## begin Material for this exercise

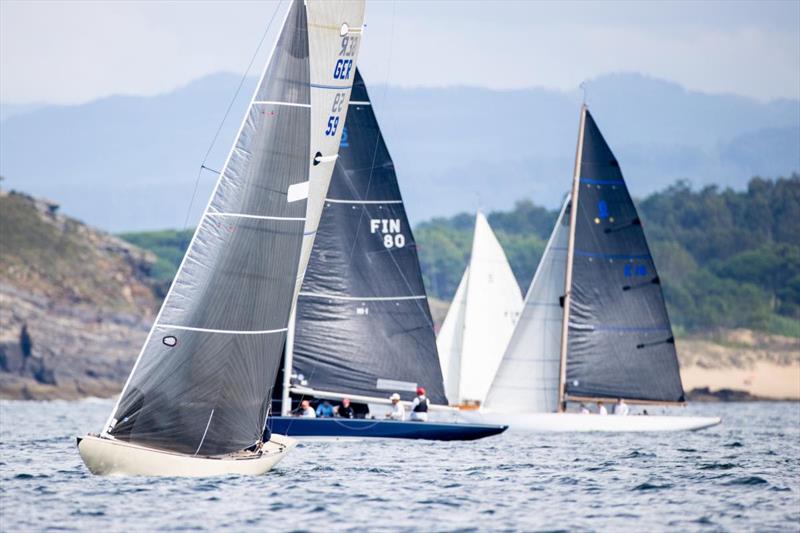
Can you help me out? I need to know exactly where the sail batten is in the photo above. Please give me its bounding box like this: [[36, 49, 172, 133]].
[[284, 71, 446, 403]]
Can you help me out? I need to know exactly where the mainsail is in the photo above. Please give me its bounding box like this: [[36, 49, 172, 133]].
[[437, 212, 522, 404], [564, 107, 684, 402], [485, 198, 569, 413], [290, 71, 447, 403], [103, 0, 363, 456]]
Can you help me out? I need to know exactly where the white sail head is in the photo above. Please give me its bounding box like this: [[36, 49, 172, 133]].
[[295, 0, 364, 294], [440, 212, 522, 404], [484, 198, 569, 413], [436, 265, 469, 403]]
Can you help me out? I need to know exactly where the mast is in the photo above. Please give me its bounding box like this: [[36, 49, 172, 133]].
[[281, 306, 297, 416], [558, 103, 586, 413]]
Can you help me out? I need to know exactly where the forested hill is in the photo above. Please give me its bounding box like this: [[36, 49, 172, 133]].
[[415, 175, 800, 336], [122, 175, 800, 337]]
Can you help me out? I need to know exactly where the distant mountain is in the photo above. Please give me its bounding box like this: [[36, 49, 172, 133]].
[[0, 72, 800, 231]]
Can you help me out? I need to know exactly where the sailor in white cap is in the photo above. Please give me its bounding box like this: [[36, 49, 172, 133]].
[[386, 392, 406, 420]]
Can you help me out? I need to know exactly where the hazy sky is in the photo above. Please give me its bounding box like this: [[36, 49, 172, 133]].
[[0, 0, 800, 104]]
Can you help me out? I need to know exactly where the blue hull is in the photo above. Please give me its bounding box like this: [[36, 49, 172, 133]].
[[267, 416, 508, 440]]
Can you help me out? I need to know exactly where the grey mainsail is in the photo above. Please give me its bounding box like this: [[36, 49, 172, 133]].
[[291, 71, 447, 404], [564, 107, 684, 402], [104, 1, 311, 455]]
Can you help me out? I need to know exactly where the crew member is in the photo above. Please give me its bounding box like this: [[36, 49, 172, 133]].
[[334, 398, 356, 418], [386, 392, 406, 420], [297, 400, 317, 418], [614, 398, 630, 416], [411, 387, 431, 422], [317, 400, 333, 418]]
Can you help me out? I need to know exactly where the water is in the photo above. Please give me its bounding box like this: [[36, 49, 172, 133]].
[[0, 400, 800, 531]]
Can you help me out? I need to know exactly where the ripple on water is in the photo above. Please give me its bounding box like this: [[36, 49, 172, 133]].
[[624, 450, 656, 459], [725, 476, 769, 485], [700, 463, 738, 470], [633, 481, 673, 490]]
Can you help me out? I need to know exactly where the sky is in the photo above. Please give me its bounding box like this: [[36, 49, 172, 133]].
[[0, 0, 800, 104]]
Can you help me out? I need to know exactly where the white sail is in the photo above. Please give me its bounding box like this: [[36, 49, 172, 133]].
[[440, 212, 522, 404], [485, 195, 569, 413], [436, 265, 469, 403], [295, 0, 364, 294]]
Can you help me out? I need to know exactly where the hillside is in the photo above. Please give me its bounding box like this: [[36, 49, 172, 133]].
[[0, 72, 800, 232], [115, 176, 800, 399], [0, 190, 157, 399], [415, 175, 800, 337]]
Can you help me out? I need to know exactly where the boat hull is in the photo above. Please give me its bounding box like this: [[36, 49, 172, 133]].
[[460, 410, 722, 433], [78, 435, 296, 477], [267, 416, 507, 440]]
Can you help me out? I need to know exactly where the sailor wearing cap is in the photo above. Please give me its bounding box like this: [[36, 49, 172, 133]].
[[410, 387, 431, 422], [386, 392, 406, 420]]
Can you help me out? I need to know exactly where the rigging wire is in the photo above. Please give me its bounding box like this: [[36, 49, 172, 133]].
[[183, 0, 283, 231]]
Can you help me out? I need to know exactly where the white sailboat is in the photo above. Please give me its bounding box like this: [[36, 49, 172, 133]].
[[436, 212, 522, 406], [78, 0, 364, 476], [468, 106, 720, 432]]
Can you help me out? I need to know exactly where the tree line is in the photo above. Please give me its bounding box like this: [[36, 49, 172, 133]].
[[122, 178, 800, 337]]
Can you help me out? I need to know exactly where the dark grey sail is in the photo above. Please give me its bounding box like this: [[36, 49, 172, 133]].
[[565, 110, 684, 402], [292, 71, 447, 404], [106, 1, 311, 455]]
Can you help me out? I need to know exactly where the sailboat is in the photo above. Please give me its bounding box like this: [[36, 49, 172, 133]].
[[268, 70, 505, 440], [478, 105, 720, 432], [78, 0, 364, 476], [436, 211, 522, 407]]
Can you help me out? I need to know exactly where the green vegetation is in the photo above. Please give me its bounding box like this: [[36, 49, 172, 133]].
[[120, 230, 193, 298], [416, 175, 800, 336], [122, 175, 800, 337]]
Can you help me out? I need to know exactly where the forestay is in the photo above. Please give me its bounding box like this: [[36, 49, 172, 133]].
[[292, 72, 446, 403], [565, 110, 684, 402], [485, 195, 569, 413]]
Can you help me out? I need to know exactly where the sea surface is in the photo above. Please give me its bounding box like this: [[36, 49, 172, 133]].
[[0, 400, 800, 532]]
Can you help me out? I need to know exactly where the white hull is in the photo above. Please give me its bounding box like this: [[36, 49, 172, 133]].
[[461, 411, 722, 433], [78, 435, 297, 477]]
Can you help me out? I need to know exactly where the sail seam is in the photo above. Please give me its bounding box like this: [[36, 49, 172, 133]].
[[325, 198, 403, 204], [194, 409, 214, 455], [252, 100, 311, 109], [206, 211, 306, 222], [155, 324, 288, 335], [300, 291, 427, 302]]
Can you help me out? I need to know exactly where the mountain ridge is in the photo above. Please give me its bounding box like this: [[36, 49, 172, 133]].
[[0, 69, 800, 231]]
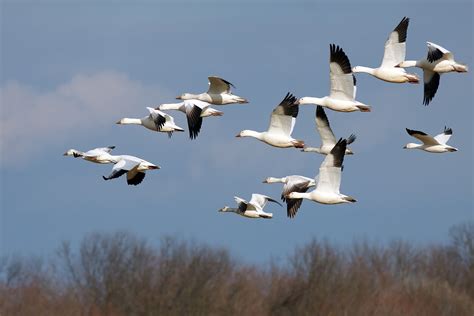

## end Material for this exercise

## Exercise objective
Lay out every line of the listing above as a Markdown table with the columns Row and Line, numbering the rows and skipping blank lines. Leave the pictures out.

## Task result
| Row | Line |
|---|---|
| 1 | Can you help me out? I need to know exactly where the sail batten is in the photo above. Please give me its bounding box like this: [[36, 49, 172, 133]]. |
| 2 | [[284, 71, 446, 403]] |
| 3 | Can you help me out? I need to know exactly where the mainsail is in the photo above. Please give me its bounding box like this: [[36, 49, 172, 133]]. |
| 4 | [[437, 212, 522, 404], [564, 107, 684, 402], [485, 198, 569, 413], [290, 71, 447, 403], [103, 0, 363, 456]] |
| 5 | Can you help me out? I need to know exactly where the white sail head is in the photo above. Please give me its bounding box like this: [[36, 49, 172, 133]]. |
| 6 | [[295, 0, 364, 294], [440, 212, 522, 404], [484, 198, 569, 413], [436, 265, 469, 403]] |
| 7 | Can you help me out? I need to know exactly where the mast is in the photo above. Please give me its bounding box like this: [[36, 49, 172, 133]]. |
| 8 | [[281, 306, 297, 416], [558, 103, 586, 413]] |
| 9 | Can you help me out? I need to know exactly where the forested hill is in the photo above. Please give me its bounding box like this: [[36, 49, 172, 133]]. |
| 10 | [[415, 175, 800, 336], [122, 175, 800, 337]] |
| 11 | Can you help me out? I need to know exactly where the distant mountain is in the photo above. Please give me its bounding box like this: [[36, 49, 172, 133]]. |
| 12 | [[0, 72, 800, 231]] |
| 13 | Can you help me out? I need to know exactly where the sailor in white cap is in the photo above. Please give me its bounding box like this: [[36, 49, 172, 133]]. |
| 14 | [[386, 392, 406, 420]] |
| 15 | Can you help me out? I need to know exactly where the hazy sky is in the photo above. Please give me its bounding box like this: [[36, 49, 172, 133]]. |
| 16 | [[0, 0, 800, 104]] |
| 17 | Can you help me out? I need to know exactly where the blue hull is in the photo above. Please give me its bounding box like this: [[36, 49, 172, 133]]. |
| 18 | [[267, 416, 508, 440]] |
| 19 | Can you help me out? I need to know exactly where the grey mainsail is in the photo above. Please give me its bounding box like this: [[36, 49, 172, 133]]. |
| 20 | [[291, 71, 447, 404], [564, 107, 684, 402], [104, 1, 311, 455]] |
| 21 | Can you help me out? I need to know exactly where the crew member is in the photo above. Please give me its bounding box like this: [[36, 49, 172, 133]]. |
| 22 | [[334, 398, 356, 418], [386, 392, 406, 420], [297, 400, 317, 418], [614, 398, 630, 416], [411, 387, 431, 422], [317, 400, 333, 418]] |
| 23 | Can you help me out? I need to know exactly where the water is in the photo above. Please give me its bounding box like this: [[36, 49, 172, 133]]. |
| 24 | [[0, 400, 800, 531]] |
| 25 | Can you help me out? I need to know exactly where the ripple on water is in the photo above. Please give me its bounding box like this: [[36, 49, 172, 133]]. |
| 26 | [[624, 450, 656, 459], [725, 476, 769, 485], [700, 463, 738, 470], [633, 481, 673, 490]] |
| 27 | Can you help me out? I need to know exactly where the sky is in the photo above. Please give me its bounding box like this: [[36, 49, 172, 133]]. |
| 28 | [[0, 0, 800, 104]] |
| 29 | Can you help me out? I need to know exactly where the white sail is in the photo above. Please give me its bounding box like this: [[36, 49, 172, 133]]. |
| 30 | [[440, 212, 522, 404], [485, 195, 569, 413], [436, 265, 469, 403], [295, 0, 364, 294]] |
| 31 | Can you help me out? I need to know exactly where the hillside is in the photo above. Please give me its bounding box like this: [[36, 49, 172, 133]]. |
| 32 | [[0, 72, 800, 232], [115, 176, 800, 399], [0, 190, 157, 399], [415, 175, 800, 337]] |
| 33 | Can you help me out? I need to know exactly where the boat hull is in the photo above. Please give me its bounding box like this: [[36, 49, 172, 133]]. |
| 34 | [[460, 410, 722, 433], [78, 435, 296, 477], [267, 416, 507, 440]] |
| 35 | Can you help me out? I need to know exactly where the sailor wearing cap is in the photo above. Please give me its bounding box like this: [[36, 49, 172, 133]]. |
| 36 | [[410, 387, 431, 422], [386, 392, 406, 420]] |
| 37 | Can you help me out? I need to know exactly where the rigging wire is in the photo above. Please give me its bounding box like this: [[36, 49, 172, 133]]. |
| 38 | [[183, 0, 283, 231]] |
| 39 | Can you help me out? I need to know exactly where the white sailboat is in the photo above. Please give me its bounding box like this: [[36, 49, 172, 133]]. |
| 40 | [[436, 212, 522, 406], [78, 0, 364, 476], [468, 106, 720, 432]] |
| 41 | Can you help me out? I need to know exactly where the tree line is in the photo above. Please give me its bounding box like this: [[36, 49, 172, 133]]. |
| 42 | [[122, 178, 800, 337]] |
| 43 | Can you help me out? I need to know exactly where the dark grey sail is in the photo above. Please give me its bounding box like this: [[36, 49, 172, 133]]. |
| 44 | [[565, 110, 684, 402], [292, 71, 447, 404], [106, 1, 311, 455]] |
| 45 | Can you help me out? I need to know exactly where the sailboat is in the photo above. Please give me its bounding box like this: [[36, 49, 172, 133]]. |
| 46 | [[268, 70, 505, 440], [478, 105, 720, 432], [78, 0, 364, 476], [436, 211, 522, 407]] |
| 47 | Can you help me out? I need to know exactly where the green vegetation is in the photo above. Please give me its bounding box like this: [[36, 49, 172, 133]]. |
| 48 | [[120, 230, 193, 298], [416, 175, 800, 336], [122, 175, 800, 337]] |
| 49 | Can you help me out? I need to know exactly where the forestay is in the photo above. Please give me its bounding box like this: [[36, 49, 172, 133]]. |
| 50 | [[292, 72, 446, 403], [565, 110, 684, 402], [485, 195, 569, 413]] |
| 51 | Can you help me out? I need to know exactly where the sea surface is in the photo above. Please give me its bounding box like this: [[36, 49, 172, 133]]. |
| 52 | [[0, 400, 800, 532]] |
| 53 | Can you help me out? I need to know exactly where the white hull is in the photo above. Please give me its bounding box like this: [[36, 49, 172, 133]]. |
| 54 | [[461, 411, 722, 433], [78, 435, 297, 477]] |
| 55 | Can you help me out? I need to know exactly where the sail seam is in the photo above. Please give me its bounding box like this: [[36, 49, 172, 133]]. |
| 56 | [[325, 198, 403, 204], [194, 409, 214, 455], [252, 100, 311, 109], [206, 211, 306, 222], [155, 324, 288, 335], [300, 291, 427, 302]] |
| 57 | Can you help me out? I need to know exactly where the mountain ridge is in the photo above. Please give me its bounding box like this: [[36, 49, 172, 133]]. |
| 58 | [[0, 69, 800, 231]] |